TEXT SECTION:
====
In first minister's questions on Tuesday, Ms Williams asked Mr Jones, "Can you not see that the minister's behaviour conflicts with his role that he has taken and with your government's position and with your public statements, something that you have just repeated?

Start Quote

Every council in Wales is under a clear direction from the Welsh government to tackle the matter of surplus places within its schools”

End Quote Rhondda Cynon Taf council

"Do you not accept that when a minister behaves in just such a way it undermines your government and it undermines your leadership?"

Mr Jones insisted that he did not accept that "for one moment".

"As I say, the policy (on school places) has not changed," he said.

"These are matters, of course, that in the future will remain the same.

"It is correct to say that there are surplus places in Wales and those surplus places need to be dealt with," the first minister added.

Welsh Conservative leader Andrew RT Davies told the first minister that Mr Andrews was week in, week out taking positions "that differ from your government's position - whether that be on accident and emergency services or indeed his own department's position on surplus school places".

Mr Davies asked Mr Jones how anyone could have confidence in the Welsh government's ability to improve education standards "when you have a minister who isn't buying into cabinet responsibility and is campaigning on one side of the fence for the Rhondda and on the other side of the fence for the government".

In his replies Mr Jones asked the Lib Dem and Conservative leaders why they were not commenting on a speech by Welsh Secretary David Jones on Monday widely seen as down playing the prospects of further substantial devolution.

'Strong track record'

Rhondda Cynon Taf council (RCT) has just completed a consultation on closing Pentre Primary School which has just 73 pupils, despite having room for 202.
====
MATERIAL SHOWN:
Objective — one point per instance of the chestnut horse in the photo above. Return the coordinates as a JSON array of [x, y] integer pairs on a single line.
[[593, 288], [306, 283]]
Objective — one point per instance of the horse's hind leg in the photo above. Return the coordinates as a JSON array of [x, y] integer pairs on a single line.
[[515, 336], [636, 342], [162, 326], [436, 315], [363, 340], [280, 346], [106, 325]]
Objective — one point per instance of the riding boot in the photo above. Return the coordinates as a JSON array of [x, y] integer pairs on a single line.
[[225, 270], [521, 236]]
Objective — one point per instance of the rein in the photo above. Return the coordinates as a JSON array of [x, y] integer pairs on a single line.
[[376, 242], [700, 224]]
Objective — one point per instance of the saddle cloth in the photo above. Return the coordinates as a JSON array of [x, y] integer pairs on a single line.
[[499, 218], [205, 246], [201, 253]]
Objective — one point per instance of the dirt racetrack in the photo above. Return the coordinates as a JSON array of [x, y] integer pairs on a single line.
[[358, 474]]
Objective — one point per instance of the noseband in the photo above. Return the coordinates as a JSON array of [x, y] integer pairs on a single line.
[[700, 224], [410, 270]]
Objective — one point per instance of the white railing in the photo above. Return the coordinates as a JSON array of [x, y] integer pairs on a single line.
====
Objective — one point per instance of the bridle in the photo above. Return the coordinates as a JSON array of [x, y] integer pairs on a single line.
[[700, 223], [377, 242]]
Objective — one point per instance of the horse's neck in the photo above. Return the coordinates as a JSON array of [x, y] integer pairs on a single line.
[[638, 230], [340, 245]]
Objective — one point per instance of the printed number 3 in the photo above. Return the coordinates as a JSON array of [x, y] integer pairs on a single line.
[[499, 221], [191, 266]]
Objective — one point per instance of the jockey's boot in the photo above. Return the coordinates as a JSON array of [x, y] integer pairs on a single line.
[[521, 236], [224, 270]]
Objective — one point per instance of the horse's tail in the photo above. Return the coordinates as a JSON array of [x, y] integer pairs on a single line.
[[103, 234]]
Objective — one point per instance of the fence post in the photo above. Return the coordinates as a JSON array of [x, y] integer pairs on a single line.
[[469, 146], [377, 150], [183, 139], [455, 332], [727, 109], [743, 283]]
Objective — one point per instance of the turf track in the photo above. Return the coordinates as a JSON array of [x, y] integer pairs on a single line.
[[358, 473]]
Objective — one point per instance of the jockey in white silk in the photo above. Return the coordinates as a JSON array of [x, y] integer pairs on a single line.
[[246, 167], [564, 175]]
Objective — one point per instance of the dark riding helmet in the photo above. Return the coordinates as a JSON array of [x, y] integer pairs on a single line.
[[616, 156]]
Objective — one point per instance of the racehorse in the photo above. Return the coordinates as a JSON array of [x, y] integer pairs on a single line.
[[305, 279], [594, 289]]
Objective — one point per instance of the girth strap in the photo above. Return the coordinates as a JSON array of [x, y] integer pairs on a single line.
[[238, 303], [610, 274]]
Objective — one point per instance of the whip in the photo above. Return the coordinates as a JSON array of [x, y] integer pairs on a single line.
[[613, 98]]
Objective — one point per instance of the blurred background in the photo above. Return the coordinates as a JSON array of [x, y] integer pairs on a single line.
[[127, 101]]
====
INSTRUCTIONS:
1) Sum up the school places article in two sentences.
2) Carry the school places article on from the point where it stops.
The entries aren't needed for this.

ANSWER LIST:
1) At first minister's questions, Ms Williams said a minister's behavior conflicted with the government's position and undermined Mr Jones's leadership, and Conservative leader Andrew RT Davies said Mr Andrews kept taking positions that differ from the government's, including on surplus school places. Mr Jones rejected this, insisting the policy on school places had not changed and that surplus places in Wales need to be dealt with.

2)
The council issued a statement saying every council in Wales was "under a clear direction" from the Welsh government to tackle the matter of surplus places within its schools.

The authority confirmed Pentre has the highest percentage of surplus places - 64% - of any school within Rhondda and so had to be considered.

"The minister wrote to every [council] cabinet member for education last year, instructing local authorities to increase the pace of reductions in surplus places, or the Welsh government would take direct intervention itself.

"Rhondda Cynon Taf Council has a strong track record in taking the very difficult decisions necessary to reduce surplus places within schools, and in doing so, improving the provision of education for children locally."

Mr Andrews has written a detailed objection to the council's plans for Pentre on the grounds that Welsh government guidance had not been properly followed by the Labour-run council.

In a submission to the council, he questions how issues such as the effect on education standards and safety of journeys to school, were covered by the consultation.

He also has questions whether the council has thought about the impact on the community.